■ REQUIREMENT
Check each line of the records below for the word "rear" and copy those where it appears.

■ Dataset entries
————
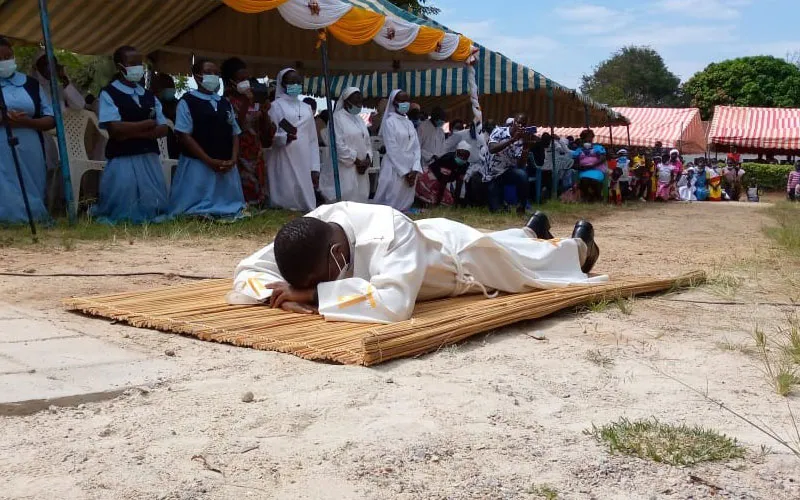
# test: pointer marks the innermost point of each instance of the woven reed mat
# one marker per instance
(200, 310)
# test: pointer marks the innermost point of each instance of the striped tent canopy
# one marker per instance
(680, 128)
(365, 35)
(755, 130)
(505, 87)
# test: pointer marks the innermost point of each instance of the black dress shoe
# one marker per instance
(585, 231)
(540, 225)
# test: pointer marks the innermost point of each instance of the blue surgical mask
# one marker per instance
(294, 89)
(167, 95)
(8, 68)
(134, 74)
(210, 83)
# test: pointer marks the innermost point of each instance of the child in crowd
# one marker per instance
(714, 184)
(624, 166)
(701, 181)
(793, 183)
(665, 176)
(207, 183)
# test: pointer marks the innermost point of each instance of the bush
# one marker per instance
(769, 177)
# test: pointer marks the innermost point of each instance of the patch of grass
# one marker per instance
(787, 231)
(625, 306)
(727, 345)
(598, 358)
(598, 306)
(779, 367)
(666, 443)
(543, 491)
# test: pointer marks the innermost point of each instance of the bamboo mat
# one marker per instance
(199, 310)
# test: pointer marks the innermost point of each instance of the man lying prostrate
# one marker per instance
(371, 264)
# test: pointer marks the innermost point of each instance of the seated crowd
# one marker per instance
(245, 148)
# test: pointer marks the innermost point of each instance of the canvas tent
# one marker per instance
(679, 128)
(378, 41)
(755, 130)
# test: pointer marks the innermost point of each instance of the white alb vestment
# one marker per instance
(402, 157)
(352, 142)
(290, 165)
(395, 262)
(431, 142)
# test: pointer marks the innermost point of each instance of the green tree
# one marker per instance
(633, 76)
(763, 81)
(417, 7)
(87, 73)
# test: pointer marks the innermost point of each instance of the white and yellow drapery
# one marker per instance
(356, 22)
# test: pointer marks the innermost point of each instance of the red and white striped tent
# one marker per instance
(679, 128)
(755, 130)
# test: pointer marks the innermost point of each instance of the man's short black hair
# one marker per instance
(301, 248)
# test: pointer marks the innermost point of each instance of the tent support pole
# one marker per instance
(55, 92)
(611, 137)
(551, 112)
(323, 43)
(586, 119)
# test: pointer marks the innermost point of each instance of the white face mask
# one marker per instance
(134, 74)
(8, 68)
(243, 86)
(210, 83)
(343, 268)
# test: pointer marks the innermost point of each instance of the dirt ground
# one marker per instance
(491, 418)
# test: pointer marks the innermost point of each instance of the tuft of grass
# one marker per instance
(666, 443)
(543, 491)
(598, 306)
(598, 358)
(779, 368)
(727, 345)
(625, 305)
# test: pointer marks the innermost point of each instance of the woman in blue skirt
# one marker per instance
(30, 113)
(132, 188)
(207, 182)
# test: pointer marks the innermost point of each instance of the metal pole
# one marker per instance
(323, 37)
(586, 119)
(551, 112)
(611, 137)
(12, 144)
(55, 92)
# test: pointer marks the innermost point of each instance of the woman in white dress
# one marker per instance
(354, 150)
(294, 158)
(401, 164)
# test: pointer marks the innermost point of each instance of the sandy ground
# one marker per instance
(490, 418)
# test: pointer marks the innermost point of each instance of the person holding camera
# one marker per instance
(509, 148)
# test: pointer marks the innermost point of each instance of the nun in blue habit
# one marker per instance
(132, 188)
(207, 182)
(30, 113)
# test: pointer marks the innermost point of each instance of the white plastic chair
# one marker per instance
(377, 144)
(75, 123)
(167, 163)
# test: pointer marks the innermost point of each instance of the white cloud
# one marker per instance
(704, 9)
(592, 19)
(524, 49)
(662, 36)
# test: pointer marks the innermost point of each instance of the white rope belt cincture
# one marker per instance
(465, 282)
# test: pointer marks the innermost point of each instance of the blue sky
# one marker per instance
(564, 40)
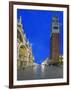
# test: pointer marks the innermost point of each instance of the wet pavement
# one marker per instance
(40, 72)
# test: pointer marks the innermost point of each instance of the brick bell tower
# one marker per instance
(54, 56)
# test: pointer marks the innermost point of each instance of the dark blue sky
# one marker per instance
(37, 26)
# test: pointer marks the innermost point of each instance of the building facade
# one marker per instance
(24, 50)
(55, 31)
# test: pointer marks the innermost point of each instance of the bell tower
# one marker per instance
(54, 56)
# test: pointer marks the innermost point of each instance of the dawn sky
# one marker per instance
(37, 27)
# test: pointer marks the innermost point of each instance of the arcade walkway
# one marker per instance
(40, 72)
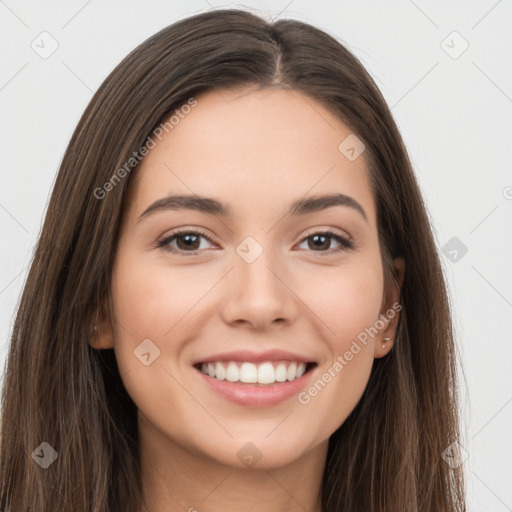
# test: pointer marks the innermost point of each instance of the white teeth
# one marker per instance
(250, 373)
(232, 373)
(220, 371)
(290, 373)
(281, 372)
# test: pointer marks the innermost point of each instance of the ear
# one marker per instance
(102, 334)
(389, 312)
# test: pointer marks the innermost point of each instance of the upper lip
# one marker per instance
(254, 357)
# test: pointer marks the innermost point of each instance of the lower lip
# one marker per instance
(257, 396)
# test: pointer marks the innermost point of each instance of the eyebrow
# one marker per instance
(211, 206)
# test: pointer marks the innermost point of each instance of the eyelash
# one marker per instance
(345, 244)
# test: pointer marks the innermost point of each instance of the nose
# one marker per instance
(257, 294)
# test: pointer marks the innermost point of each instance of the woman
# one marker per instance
(236, 300)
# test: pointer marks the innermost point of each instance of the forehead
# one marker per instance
(254, 148)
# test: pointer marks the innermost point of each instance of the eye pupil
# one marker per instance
(323, 245)
(188, 244)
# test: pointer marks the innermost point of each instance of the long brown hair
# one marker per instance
(387, 456)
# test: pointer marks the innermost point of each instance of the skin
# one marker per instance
(257, 151)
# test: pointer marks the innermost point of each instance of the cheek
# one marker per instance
(348, 305)
(147, 301)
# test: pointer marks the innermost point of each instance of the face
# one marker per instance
(255, 293)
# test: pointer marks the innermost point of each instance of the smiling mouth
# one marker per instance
(265, 373)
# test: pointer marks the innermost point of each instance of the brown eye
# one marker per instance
(322, 241)
(186, 241)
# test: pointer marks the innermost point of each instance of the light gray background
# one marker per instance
(454, 112)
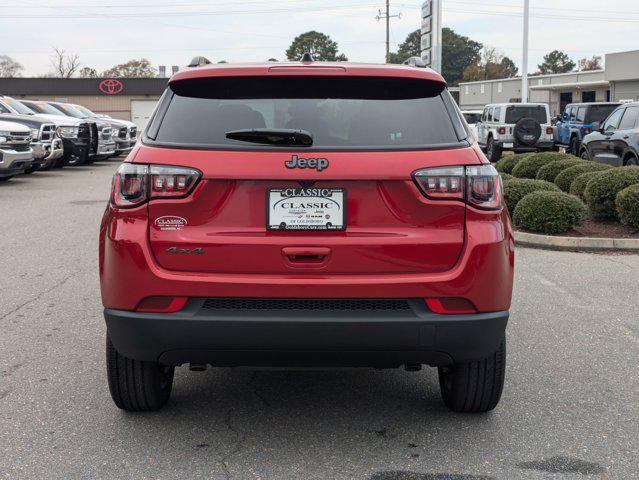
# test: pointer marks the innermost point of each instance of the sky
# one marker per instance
(170, 32)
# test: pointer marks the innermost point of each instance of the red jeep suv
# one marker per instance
(306, 214)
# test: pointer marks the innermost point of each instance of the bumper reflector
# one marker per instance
(162, 304)
(450, 306)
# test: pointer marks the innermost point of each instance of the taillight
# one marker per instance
(441, 182)
(134, 184)
(479, 186)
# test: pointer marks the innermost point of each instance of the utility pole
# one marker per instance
(387, 16)
(524, 62)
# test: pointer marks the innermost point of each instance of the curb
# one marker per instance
(551, 242)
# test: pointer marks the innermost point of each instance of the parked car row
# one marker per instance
(606, 132)
(40, 135)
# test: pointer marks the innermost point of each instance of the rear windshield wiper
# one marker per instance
(273, 136)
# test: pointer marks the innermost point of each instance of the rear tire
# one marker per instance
(476, 386)
(137, 386)
(493, 152)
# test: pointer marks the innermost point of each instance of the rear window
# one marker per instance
(516, 113)
(339, 112)
(598, 113)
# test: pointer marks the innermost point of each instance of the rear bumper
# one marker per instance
(305, 338)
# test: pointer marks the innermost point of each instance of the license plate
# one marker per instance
(306, 209)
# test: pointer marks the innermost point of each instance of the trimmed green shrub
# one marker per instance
(549, 212)
(529, 166)
(602, 190)
(627, 202)
(566, 177)
(578, 185)
(550, 171)
(518, 188)
(506, 164)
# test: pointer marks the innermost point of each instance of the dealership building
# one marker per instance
(127, 98)
(619, 81)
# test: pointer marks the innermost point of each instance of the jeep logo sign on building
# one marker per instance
(111, 86)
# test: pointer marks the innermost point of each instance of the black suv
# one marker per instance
(616, 142)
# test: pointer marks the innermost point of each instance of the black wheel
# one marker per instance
(574, 146)
(631, 161)
(474, 386)
(137, 386)
(493, 152)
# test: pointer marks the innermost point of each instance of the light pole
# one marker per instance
(524, 61)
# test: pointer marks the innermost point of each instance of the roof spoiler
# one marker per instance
(199, 61)
(415, 62)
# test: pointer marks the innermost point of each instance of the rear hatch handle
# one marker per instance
(306, 256)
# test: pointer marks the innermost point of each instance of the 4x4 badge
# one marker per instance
(318, 163)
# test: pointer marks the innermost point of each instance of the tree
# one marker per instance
(320, 46)
(9, 67)
(493, 65)
(458, 52)
(593, 63)
(88, 72)
(132, 69)
(64, 65)
(556, 62)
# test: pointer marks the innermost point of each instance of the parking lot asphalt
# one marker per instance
(570, 408)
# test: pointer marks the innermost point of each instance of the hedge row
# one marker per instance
(517, 188)
(565, 178)
(627, 202)
(549, 212)
(601, 191)
(529, 167)
(536, 188)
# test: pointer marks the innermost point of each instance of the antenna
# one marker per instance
(199, 61)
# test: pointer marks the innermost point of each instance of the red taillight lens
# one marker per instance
(162, 304)
(134, 184)
(479, 186)
(450, 306)
(483, 187)
(172, 181)
(129, 186)
(442, 182)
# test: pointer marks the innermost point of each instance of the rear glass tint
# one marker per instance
(516, 113)
(339, 112)
(598, 113)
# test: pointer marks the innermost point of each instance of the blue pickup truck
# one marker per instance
(576, 123)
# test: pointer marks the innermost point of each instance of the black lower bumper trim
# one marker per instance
(332, 337)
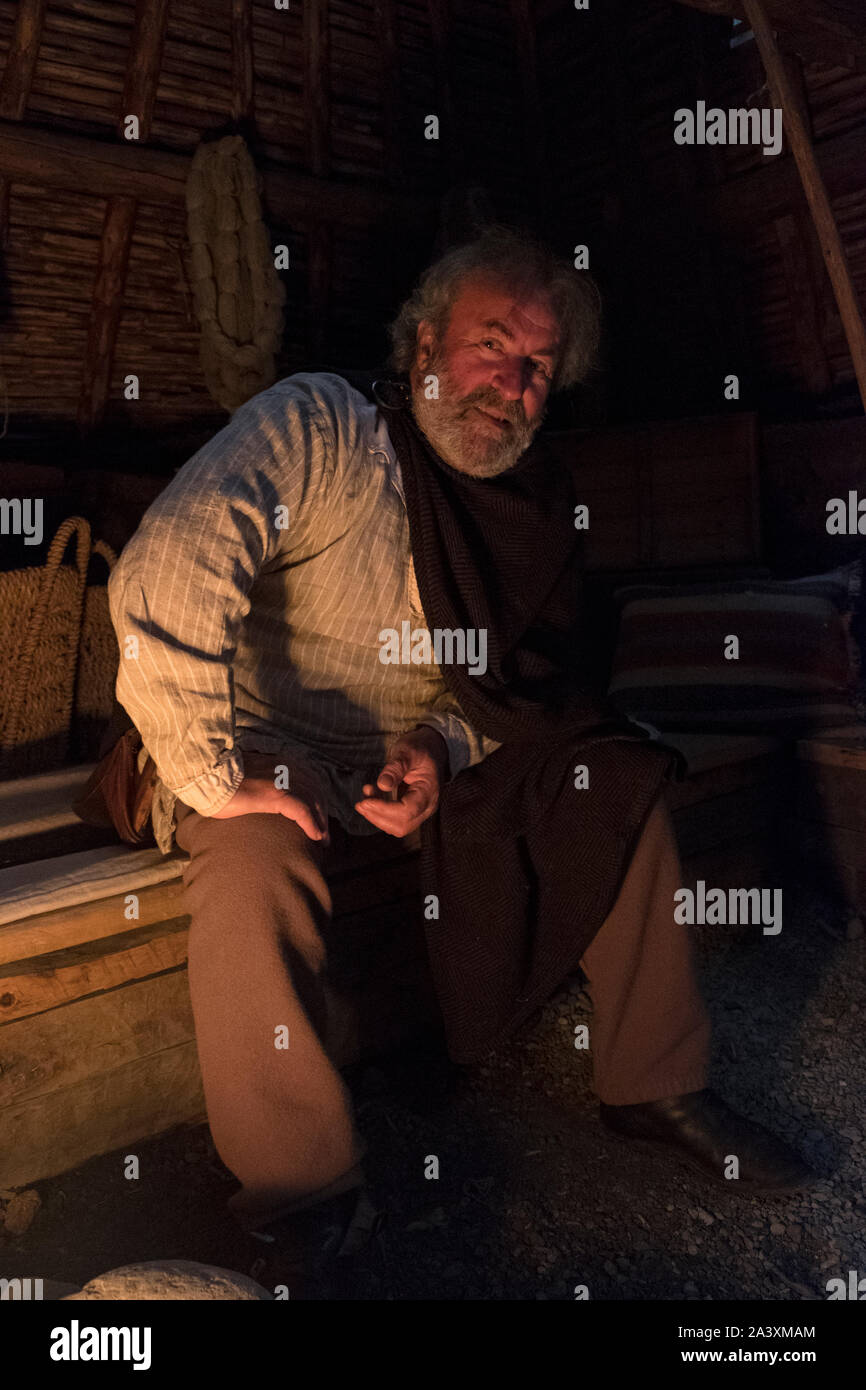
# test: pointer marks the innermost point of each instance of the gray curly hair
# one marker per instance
(523, 262)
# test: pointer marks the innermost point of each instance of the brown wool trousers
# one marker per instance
(281, 1118)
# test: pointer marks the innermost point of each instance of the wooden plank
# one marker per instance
(784, 96)
(535, 160)
(320, 259)
(837, 856)
(709, 824)
(836, 748)
(243, 106)
(805, 303)
(21, 59)
(772, 188)
(388, 870)
(385, 20)
(56, 159)
(741, 863)
(118, 225)
(17, 81)
(106, 309)
(831, 28)
(143, 64)
(731, 777)
(56, 1050)
(438, 14)
(317, 84)
(47, 982)
(833, 797)
(52, 1133)
(88, 922)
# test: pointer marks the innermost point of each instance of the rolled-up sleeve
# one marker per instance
(466, 745)
(180, 591)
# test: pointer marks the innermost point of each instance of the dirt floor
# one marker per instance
(534, 1197)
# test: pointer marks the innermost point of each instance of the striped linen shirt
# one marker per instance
(249, 606)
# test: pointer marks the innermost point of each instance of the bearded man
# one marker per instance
(260, 585)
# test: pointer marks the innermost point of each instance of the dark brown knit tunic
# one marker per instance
(526, 866)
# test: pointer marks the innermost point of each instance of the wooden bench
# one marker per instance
(96, 1032)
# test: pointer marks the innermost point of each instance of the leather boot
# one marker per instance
(316, 1253)
(706, 1133)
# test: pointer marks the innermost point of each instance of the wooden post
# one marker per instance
(242, 61)
(118, 225)
(784, 96)
(17, 81)
(527, 63)
(385, 14)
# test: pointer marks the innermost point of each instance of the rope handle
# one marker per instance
(72, 526)
(107, 553)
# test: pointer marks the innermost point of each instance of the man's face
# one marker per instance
(494, 367)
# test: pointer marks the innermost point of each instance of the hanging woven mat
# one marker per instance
(238, 293)
(41, 610)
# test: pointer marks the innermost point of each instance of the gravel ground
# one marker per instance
(534, 1197)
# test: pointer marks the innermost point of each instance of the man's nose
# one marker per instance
(510, 378)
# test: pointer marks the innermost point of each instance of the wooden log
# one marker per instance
(242, 61)
(317, 84)
(49, 1134)
(784, 96)
(107, 302)
(741, 205)
(59, 1048)
(535, 159)
(17, 81)
(56, 159)
(21, 59)
(804, 296)
(47, 982)
(106, 309)
(88, 922)
(389, 86)
(449, 138)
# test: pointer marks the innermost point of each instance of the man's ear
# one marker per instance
(424, 342)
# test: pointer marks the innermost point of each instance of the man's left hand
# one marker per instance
(417, 766)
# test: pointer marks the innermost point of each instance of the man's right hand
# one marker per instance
(259, 794)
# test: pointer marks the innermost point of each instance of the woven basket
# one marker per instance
(41, 610)
(97, 663)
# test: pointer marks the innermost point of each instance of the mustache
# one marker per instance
(489, 399)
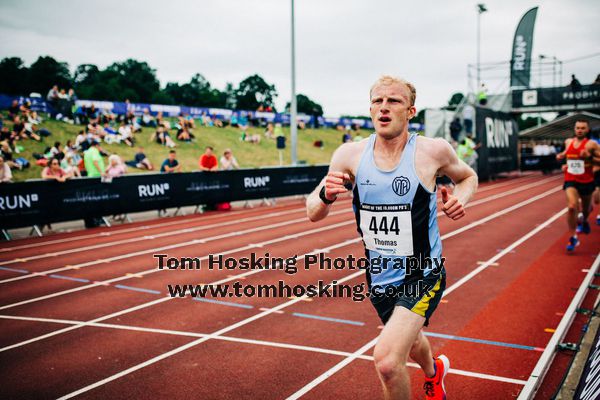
————
■ COMPLETED EXERCISE
# test: pointer marks the innermost point of each instance of the rear windshield wiper
# test: pointer marks the innermost point of each instance of the rear tire
# test: pointer marks the innermost point of each instance of the rear window
# test: pointer marks the innermost point of each instance of the rear bumper
# test: pointer marks the innermost point of each instance of the rear hatch handle
# test: pointer marks the innermost point of each instance of the rear glass tint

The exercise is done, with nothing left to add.